§ TEXT PROVIDED:
# Japanese exclusive items coming to America?



## Greninja (Jan 26, 2015)

So I was looking for gyroids then bam I found this link http://www.technologytell.com/gaming/141744/animal-crossing-new-leaf-getting-japanese-dlc/ 

Do you guys believe this we are getting Japanese exclusive items YAY!

What do you think of this

Before you go on AC update it then you will get the letter from pete


----------



## Mariah (Jan 26, 2015)

It's too bad a lot of the Nintendo Zones are gone.


----------



## Milleram (Jan 26, 2015)

I just hope we end up getting the 7-11 set.


----------



## Greninja (Jan 26, 2015)

amye.miller said:


> I just hope we end up getting the 7-11 set.


Yeah that's what I'm hoping for lol

Also mariah dont almost all McDonald's have Nintendo zones and doesnt starbucks have them too


----------



## pika62221 (Jan 26, 2015)

If you have SpotPass activated, Pete should have delivered a letter telling you that. Unless 7/11 becomes a Nintendo Zone, we're highly unlikely to see any of those items released in America. Speaking of that. Believe it or not, 7/11 is a Japanese corporation, the Japanese subsidiary bought its American parent company in the 90's, and it's now headquartered in Japan. They have agreements with Nintendo Company Ltd to offer Nintendo Zones in their stores. Here, it's primarily McDonald's and Burger King.

§ ENTRIES PROVIDED:
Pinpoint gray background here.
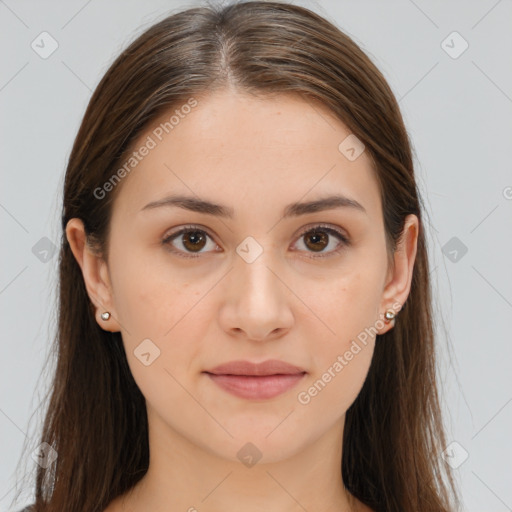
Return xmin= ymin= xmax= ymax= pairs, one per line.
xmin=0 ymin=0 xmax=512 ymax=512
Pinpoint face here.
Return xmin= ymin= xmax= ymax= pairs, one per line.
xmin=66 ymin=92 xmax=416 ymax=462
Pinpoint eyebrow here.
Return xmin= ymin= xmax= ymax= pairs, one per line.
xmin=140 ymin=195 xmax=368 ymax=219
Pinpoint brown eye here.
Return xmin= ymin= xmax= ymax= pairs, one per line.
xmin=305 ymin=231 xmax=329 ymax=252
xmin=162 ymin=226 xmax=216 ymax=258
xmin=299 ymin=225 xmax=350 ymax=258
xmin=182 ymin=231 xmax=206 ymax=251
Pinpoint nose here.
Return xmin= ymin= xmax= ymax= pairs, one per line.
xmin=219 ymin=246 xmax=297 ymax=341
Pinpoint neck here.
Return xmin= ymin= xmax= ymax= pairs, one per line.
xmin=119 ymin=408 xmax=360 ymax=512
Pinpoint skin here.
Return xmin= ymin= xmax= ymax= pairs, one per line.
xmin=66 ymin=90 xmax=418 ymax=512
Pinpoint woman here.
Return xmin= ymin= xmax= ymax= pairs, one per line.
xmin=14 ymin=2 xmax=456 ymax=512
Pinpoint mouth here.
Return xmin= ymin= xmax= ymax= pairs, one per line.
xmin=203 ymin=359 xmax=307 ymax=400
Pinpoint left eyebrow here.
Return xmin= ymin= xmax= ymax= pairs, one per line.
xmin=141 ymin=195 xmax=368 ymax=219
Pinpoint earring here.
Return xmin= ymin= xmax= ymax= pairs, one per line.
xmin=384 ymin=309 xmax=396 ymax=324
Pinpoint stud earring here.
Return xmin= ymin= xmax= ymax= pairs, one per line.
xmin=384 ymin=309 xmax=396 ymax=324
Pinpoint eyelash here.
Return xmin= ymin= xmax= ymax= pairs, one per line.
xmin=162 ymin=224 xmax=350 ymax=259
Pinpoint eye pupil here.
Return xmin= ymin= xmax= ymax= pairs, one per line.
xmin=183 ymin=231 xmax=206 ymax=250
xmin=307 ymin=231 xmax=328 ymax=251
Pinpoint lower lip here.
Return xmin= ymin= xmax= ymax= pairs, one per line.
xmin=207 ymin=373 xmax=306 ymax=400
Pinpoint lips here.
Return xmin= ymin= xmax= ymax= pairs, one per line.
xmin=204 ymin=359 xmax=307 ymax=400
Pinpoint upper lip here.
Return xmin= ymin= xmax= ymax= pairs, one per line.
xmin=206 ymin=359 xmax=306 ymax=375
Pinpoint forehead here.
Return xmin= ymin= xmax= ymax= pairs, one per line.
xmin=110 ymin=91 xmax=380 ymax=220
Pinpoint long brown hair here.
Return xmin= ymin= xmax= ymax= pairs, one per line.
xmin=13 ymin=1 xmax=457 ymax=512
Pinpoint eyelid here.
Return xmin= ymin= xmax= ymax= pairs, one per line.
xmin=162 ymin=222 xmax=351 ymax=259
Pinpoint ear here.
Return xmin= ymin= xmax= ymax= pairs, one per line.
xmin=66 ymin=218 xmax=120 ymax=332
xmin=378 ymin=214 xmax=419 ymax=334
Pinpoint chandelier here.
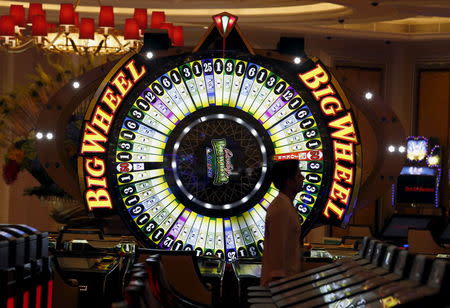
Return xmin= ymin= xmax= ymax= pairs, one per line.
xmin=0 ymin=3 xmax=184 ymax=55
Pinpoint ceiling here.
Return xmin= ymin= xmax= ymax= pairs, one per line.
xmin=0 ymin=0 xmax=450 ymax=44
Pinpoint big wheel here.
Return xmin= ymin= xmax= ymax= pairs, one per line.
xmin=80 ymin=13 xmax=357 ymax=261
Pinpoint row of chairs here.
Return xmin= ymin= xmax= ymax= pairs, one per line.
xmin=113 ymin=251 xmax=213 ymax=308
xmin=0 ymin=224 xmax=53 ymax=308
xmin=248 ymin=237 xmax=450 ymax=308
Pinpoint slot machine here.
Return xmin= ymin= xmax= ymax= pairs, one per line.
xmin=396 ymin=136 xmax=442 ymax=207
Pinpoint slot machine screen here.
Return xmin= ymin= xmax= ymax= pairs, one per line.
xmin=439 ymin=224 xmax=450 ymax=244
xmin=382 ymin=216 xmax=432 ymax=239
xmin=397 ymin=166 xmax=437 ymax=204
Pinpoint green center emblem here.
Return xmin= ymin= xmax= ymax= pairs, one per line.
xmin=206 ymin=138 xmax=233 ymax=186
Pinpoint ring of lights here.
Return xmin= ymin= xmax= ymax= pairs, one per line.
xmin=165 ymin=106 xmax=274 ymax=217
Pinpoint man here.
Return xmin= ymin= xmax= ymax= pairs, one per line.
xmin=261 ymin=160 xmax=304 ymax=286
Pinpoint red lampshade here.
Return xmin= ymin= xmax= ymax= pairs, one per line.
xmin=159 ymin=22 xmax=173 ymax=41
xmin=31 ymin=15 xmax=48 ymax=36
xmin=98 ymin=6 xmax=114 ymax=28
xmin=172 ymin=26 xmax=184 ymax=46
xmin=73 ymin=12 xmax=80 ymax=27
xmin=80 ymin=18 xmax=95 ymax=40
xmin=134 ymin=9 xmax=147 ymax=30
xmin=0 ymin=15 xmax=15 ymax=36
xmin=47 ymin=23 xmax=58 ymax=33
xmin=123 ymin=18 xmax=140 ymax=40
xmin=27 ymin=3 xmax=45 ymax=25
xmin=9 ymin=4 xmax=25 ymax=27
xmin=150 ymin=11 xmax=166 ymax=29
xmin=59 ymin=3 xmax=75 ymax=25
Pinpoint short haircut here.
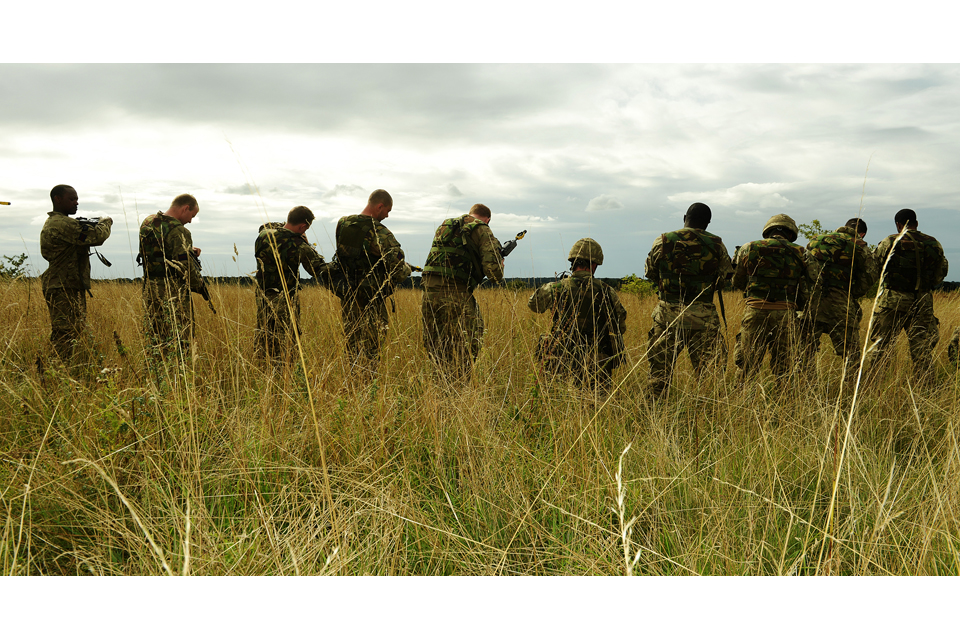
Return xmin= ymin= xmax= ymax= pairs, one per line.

§ WRITTEN INSTRUCTION: Carry on the forum thread about Japanese-exclusive Animal Crossing items coming to America with the replies that come after its last post.

§ EXERCISE RESULT:
----------



## Shimmer (Jan 27, 2015)

The Nintendo Zone thing is annoying and pretty much outdated in my opinion. With the Internet, it makes getting special DLC easier. Who wants to bother going outside? Lol


----------



## PrayingMantis10 (Jan 27, 2015)

It's probably going to be the 7-11 items. Europe got them last year but I don't think they got all of them. Only some McDonald's have it in my area and a lot of time their wi-fi is down. None of the Burger Kings do..Starbucks or Home Depot are my safest bets.


----------



## biker (Jan 29, 2015)

Shimmer said:


> The Nintendo Zone thing is annoying and pretty much outdated in my opinion. With the Internet, it makes getting special DLC easier. Who wants to bother going outside? Lol



Agreed. Now we have the opportunity to have japanese itens but thought a terrible way.


----------



## Maris82084 (Feb 1, 2015)

Mariah said:


> It's too bad a lot of the Nintendo Zones are gone.



There are actually more in my area. Every McDonalds and Starbucks.

- - - Post Merge - - -

the first is the red ogre mask Feb 1st-15th


----------



## daiyuflower (Feb 1, 2015)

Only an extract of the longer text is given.